Problems to work on
a. In the abstract on cranioplasty timing, what time cutoff after craniectomy separates early cranioplasty from late cranioplasty?
b. From the abstract on cranioplasty timing, copy the passage starting at "Object: The optimal" and ending at "postoperative complication rates.".
c. Write the next part of the abstract on cranioplasty timing, following on from its last sentence.

Excerpt
--- START ---
Object: The optimal timing of cranioplasty after decompressive craniectomy for stroke is not known. Case series suggest that early cranioplasty is associated with higher rates of infection while delaying cranioplasty may be associated with higher rates of bone resorption. The authors examined whether the timing of cranioplasty after decompressive craniectomy for stroke affects postoperative complication rates.
Methods: A retrospective cohort study was undertaken to evaluate complication rates in patients undergoing cranioplasty at early (within 10 weeks of craniectomy) or late (≥ 10 weeks) stages. Multivariate logistic regression analysis was used to determine characteristics that would predict complications in patients undergoing cranioplasty after decompressive craniectomy for stroke.
--- END ---
Available data
--- START ---
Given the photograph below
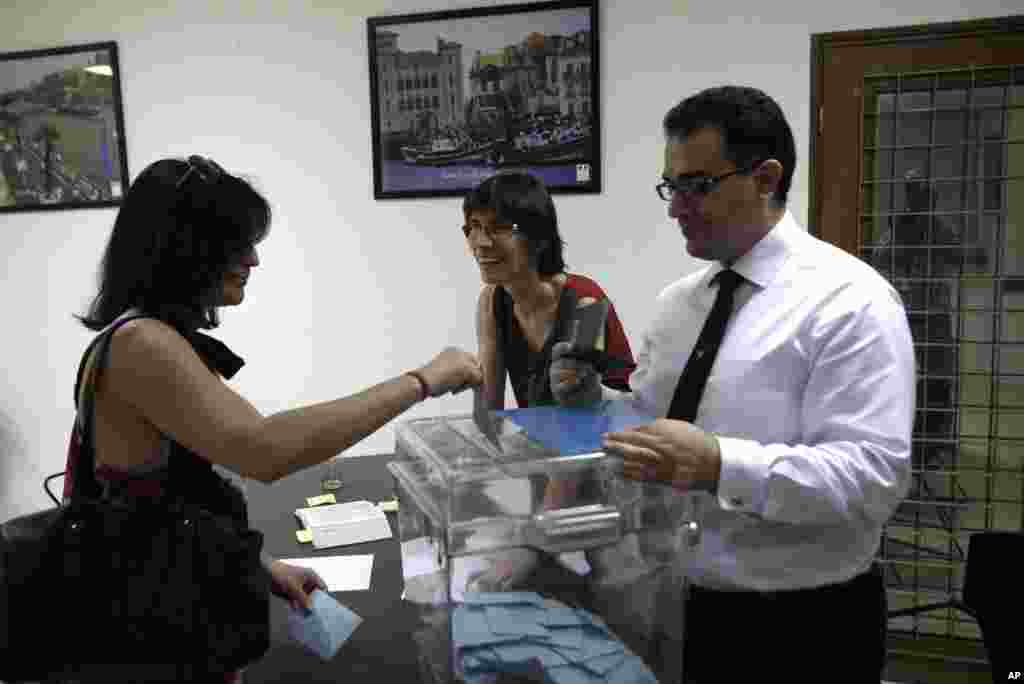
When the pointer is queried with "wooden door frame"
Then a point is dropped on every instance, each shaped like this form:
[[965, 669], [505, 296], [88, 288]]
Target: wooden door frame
--- END ---
Exercise results
a. Ten weeks: early cranioplasty was within 10 weeks of craniectomy, and late cranioplasty was at 10 weeks or more.

b.
Object: The optimal timing of cranioplasty after decompressive craniectomy for stroke is not known. Case series suggest that early cranioplasty is associated with higher rates of infection while delaying cranioplasty may be associated with higher rates of bone resorption. The authors examined whether the timing of cranioplasty after decompressive craniectomy for stroke affects postoperative complication rates.

c.
Results: While the overall complication rate was higher in the early cranioplasty cohort (22% vs 16% in the late cranioplasty cohort), the difference was not statistically significant (p = 0.5541). Patients in the early cranioplasty cohort had lower rates of postoperative hematoma but higher rates of infection. Presence of a CSF shunt was the only significant predictor of complications (OR 8.96, 95% CI 1.84-43.6).
Conclusions: Complications rates for early cranioplasty (within 10 weeks of craniectomy) are similar to those encountered when cranioplasty is delayed, although the cohort size in this study was too small to state equivalence. Patients with a ventriculoperitoneal shunt are at higher risk for complications after cranioplasty.